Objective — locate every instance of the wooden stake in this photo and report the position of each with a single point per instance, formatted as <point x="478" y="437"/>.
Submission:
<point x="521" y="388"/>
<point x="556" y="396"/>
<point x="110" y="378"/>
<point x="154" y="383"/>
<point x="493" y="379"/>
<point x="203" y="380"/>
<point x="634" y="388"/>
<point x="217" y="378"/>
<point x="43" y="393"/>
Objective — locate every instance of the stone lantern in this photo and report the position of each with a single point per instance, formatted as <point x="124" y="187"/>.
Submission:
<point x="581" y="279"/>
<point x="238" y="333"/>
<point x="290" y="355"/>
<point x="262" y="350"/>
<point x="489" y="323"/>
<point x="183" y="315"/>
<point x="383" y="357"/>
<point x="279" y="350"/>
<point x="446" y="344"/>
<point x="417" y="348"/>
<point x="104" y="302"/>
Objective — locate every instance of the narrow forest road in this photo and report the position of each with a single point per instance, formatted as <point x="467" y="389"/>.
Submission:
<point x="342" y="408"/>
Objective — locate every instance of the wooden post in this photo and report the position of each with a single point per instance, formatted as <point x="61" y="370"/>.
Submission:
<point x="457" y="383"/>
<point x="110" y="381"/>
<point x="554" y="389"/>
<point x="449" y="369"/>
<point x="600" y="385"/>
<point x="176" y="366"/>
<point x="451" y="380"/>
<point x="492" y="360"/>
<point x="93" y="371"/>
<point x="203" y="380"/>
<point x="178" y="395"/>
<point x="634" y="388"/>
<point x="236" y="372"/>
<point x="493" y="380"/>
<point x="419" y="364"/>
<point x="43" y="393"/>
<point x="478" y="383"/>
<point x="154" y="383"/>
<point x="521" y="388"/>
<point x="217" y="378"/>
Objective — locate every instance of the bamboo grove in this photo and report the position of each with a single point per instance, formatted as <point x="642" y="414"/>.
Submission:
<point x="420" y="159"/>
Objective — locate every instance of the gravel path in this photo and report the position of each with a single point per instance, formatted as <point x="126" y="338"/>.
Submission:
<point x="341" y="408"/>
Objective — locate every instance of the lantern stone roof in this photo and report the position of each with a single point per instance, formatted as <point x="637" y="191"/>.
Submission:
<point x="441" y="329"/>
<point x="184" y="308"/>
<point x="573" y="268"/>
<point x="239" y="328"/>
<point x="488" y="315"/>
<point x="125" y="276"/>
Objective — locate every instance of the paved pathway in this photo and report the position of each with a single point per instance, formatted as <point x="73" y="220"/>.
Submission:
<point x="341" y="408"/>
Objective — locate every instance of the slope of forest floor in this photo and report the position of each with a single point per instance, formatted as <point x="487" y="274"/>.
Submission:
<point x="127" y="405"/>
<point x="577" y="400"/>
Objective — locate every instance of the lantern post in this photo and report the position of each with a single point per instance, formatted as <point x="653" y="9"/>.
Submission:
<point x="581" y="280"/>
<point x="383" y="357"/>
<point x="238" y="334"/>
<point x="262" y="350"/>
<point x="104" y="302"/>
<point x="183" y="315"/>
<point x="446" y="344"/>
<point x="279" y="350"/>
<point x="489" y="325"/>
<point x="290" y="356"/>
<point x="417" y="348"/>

Exercise instructions => Render the lines above as a JSON list of strings, with one string per line and blank lines omitted.

Result of this exercise =>
[
  "Objective — locate every instance of the wooden stake in this photo and report the position of each with a single point per instance, formatted as <point x=\"478\" y=\"437\"/>.",
  "Submission:",
  "<point x=\"521\" y=\"388\"/>",
  "<point x=\"556\" y=\"396\"/>",
  "<point x=\"110\" y=\"378\"/>",
  "<point x=\"154\" y=\"383\"/>",
  "<point x=\"493\" y=\"379\"/>",
  "<point x=\"203\" y=\"380\"/>",
  "<point x=\"634\" y=\"388\"/>",
  "<point x=\"217\" y=\"378\"/>",
  "<point x=\"43\" y=\"393\"/>",
  "Objective — locate every instance of the stone lantern in this photo and report the position of each with a single point per instance, formatted as <point x=\"124\" y=\"187\"/>.",
  "Submission:",
  "<point x=\"581\" y=\"279\"/>",
  "<point x=\"238\" y=\"333\"/>",
  "<point x=\"290\" y=\"355\"/>",
  "<point x=\"262\" y=\"350\"/>",
  "<point x=\"489\" y=\"323\"/>",
  "<point x=\"183\" y=\"315\"/>",
  "<point x=\"383\" y=\"357\"/>",
  "<point x=\"279\" y=\"350\"/>",
  "<point x=\"446\" y=\"344\"/>",
  "<point x=\"417\" y=\"348\"/>",
  "<point x=\"104\" y=\"302\"/>",
  "Objective — locate every instance of the narrow forest road in this photo and report the position of each with a single point per instance, formatted as <point x=\"467\" y=\"389\"/>.",
  "Submission:",
  "<point x=\"342\" y=\"408\"/>",
  "Objective — locate every instance of the wooden post in this photo and report the position of each with a single point per instance, formatted as <point x=\"61\" y=\"370\"/>.",
  "Submission:",
  "<point x=\"457\" y=\"383\"/>",
  "<point x=\"110\" y=\"381\"/>",
  "<point x=\"554\" y=\"389\"/>",
  "<point x=\"449\" y=\"369\"/>",
  "<point x=\"600\" y=\"385\"/>",
  "<point x=\"176\" y=\"366\"/>",
  "<point x=\"451\" y=\"380\"/>",
  "<point x=\"492\" y=\"360\"/>",
  "<point x=\"93\" y=\"371\"/>",
  "<point x=\"203\" y=\"380\"/>",
  "<point x=\"178\" y=\"395\"/>",
  "<point x=\"634\" y=\"388\"/>",
  "<point x=\"236\" y=\"372\"/>",
  "<point x=\"493\" y=\"380\"/>",
  "<point x=\"419\" y=\"364\"/>",
  "<point x=\"43\" y=\"393\"/>",
  "<point x=\"478\" y=\"383\"/>",
  "<point x=\"154\" y=\"383\"/>",
  "<point x=\"521\" y=\"388\"/>",
  "<point x=\"217\" y=\"378\"/>",
  "Objective — locate every instance of the bamboo grove in this photo and report the position of each with a single point per instance, formatted as <point x=\"642\" y=\"414\"/>.",
  "Submission:",
  "<point x=\"420\" y=\"159\"/>",
  "Objective — locate every instance of the gravel path in this photo and report the position of each with a single point per instance, formatted as <point x=\"126\" y=\"338\"/>.",
  "Submission:",
  "<point x=\"341\" y=\"408\"/>",
  "Objective — locate every instance of the lantern stone roof in this photo and report the position of each with a single point per instance, formatted as <point x=\"637\" y=\"191\"/>.",
  "Submission:",
  "<point x=\"441\" y=\"329\"/>",
  "<point x=\"184\" y=\"308\"/>",
  "<point x=\"573\" y=\"268\"/>",
  "<point x=\"239\" y=\"328\"/>",
  "<point x=\"488\" y=\"315\"/>",
  "<point x=\"125\" y=\"276\"/>",
  "Objective — locate every instance of the paved pathway in this photo and report the position of each with a single point per instance, formatted as <point x=\"73\" y=\"220\"/>.",
  "Submission:",
  "<point x=\"341\" y=\"408\"/>",
  "Objective — locate every instance of the slope of forest floor in this photo and report the position of each with a single point per instance, formatted as <point x=\"487\" y=\"274\"/>.",
  "Submission:",
  "<point x=\"127\" y=\"405\"/>",
  "<point x=\"577\" y=\"400\"/>",
  "Objective — locate every instance of the lantern post in this photo and report the position of each with a single point per instance, formatted as <point x=\"653\" y=\"9\"/>.",
  "Submission:",
  "<point x=\"581\" y=\"280\"/>",
  "<point x=\"383\" y=\"357\"/>",
  "<point x=\"238\" y=\"334\"/>",
  "<point x=\"262\" y=\"350\"/>",
  "<point x=\"104\" y=\"302\"/>",
  "<point x=\"183\" y=\"315\"/>",
  "<point x=\"446\" y=\"344\"/>",
  "<point x=\"279\" y=\"350\"/>",
  "<point x=\"489\" y=\"325\"/>",
  "<point x=\"290\" y=\"356\"/>",
  "<point x=\"417\" y=\"348\"/>"
]